Problem statement — Collect every line of the dataset excerpt below that contains the string "pathway".

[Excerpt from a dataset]
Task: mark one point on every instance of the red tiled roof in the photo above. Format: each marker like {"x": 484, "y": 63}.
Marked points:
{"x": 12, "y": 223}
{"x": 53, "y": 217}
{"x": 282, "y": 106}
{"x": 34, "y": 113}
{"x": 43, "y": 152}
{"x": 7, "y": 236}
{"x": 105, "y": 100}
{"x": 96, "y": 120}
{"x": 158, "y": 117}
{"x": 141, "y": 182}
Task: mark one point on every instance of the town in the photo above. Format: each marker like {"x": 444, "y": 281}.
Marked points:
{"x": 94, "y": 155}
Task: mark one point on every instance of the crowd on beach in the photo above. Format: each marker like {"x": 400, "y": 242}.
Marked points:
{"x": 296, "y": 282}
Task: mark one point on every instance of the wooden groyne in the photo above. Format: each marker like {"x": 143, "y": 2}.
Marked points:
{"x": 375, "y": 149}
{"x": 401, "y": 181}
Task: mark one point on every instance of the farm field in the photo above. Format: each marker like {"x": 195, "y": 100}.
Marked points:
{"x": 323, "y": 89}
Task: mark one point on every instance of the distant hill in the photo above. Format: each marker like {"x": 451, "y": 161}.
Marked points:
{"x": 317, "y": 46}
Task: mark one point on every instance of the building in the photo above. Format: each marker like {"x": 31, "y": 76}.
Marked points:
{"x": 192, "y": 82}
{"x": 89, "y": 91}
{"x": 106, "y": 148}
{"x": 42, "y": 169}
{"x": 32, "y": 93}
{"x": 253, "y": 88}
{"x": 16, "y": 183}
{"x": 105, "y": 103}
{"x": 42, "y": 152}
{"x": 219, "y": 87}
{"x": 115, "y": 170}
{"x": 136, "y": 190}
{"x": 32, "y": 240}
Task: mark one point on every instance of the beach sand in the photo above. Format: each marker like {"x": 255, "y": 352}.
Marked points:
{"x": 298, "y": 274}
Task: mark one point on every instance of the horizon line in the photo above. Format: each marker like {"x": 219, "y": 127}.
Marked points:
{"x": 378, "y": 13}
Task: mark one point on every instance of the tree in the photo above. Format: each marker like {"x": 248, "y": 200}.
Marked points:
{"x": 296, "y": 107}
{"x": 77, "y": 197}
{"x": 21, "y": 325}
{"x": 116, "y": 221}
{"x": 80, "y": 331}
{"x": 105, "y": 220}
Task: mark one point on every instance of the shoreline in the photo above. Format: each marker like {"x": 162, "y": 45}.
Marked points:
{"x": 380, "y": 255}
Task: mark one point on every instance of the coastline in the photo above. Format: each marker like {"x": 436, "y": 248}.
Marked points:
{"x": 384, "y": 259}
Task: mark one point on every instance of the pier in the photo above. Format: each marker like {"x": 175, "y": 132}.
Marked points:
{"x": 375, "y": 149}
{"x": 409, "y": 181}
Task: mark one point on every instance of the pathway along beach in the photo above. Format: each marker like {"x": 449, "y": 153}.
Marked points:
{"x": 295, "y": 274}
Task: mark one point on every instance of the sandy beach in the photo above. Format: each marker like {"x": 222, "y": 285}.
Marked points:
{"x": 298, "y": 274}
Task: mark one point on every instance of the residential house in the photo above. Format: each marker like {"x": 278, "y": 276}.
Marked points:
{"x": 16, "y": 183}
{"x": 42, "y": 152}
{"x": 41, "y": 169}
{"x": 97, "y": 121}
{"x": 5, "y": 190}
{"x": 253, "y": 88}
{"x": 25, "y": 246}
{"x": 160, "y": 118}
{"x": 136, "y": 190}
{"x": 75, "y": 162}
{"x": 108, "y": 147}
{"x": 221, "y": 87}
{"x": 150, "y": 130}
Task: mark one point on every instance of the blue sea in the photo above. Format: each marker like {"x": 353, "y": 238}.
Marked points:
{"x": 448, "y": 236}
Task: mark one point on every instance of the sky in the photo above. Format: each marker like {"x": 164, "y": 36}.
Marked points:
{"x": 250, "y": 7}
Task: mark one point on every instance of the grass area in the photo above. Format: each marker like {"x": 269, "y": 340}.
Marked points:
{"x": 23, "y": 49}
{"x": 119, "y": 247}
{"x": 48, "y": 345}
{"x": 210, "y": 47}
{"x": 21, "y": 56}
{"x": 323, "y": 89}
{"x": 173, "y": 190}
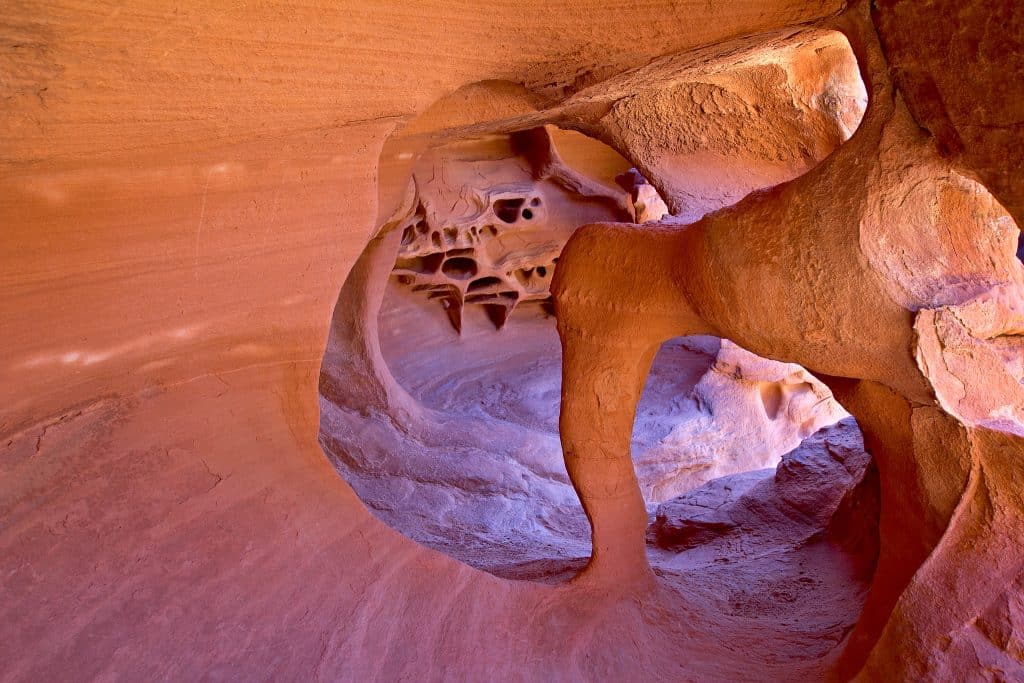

Answer to the problem —
Task: mark one point on every instance of the pathway along beach in the photo above. Format: each marker like {"x": 449, "y": 153}.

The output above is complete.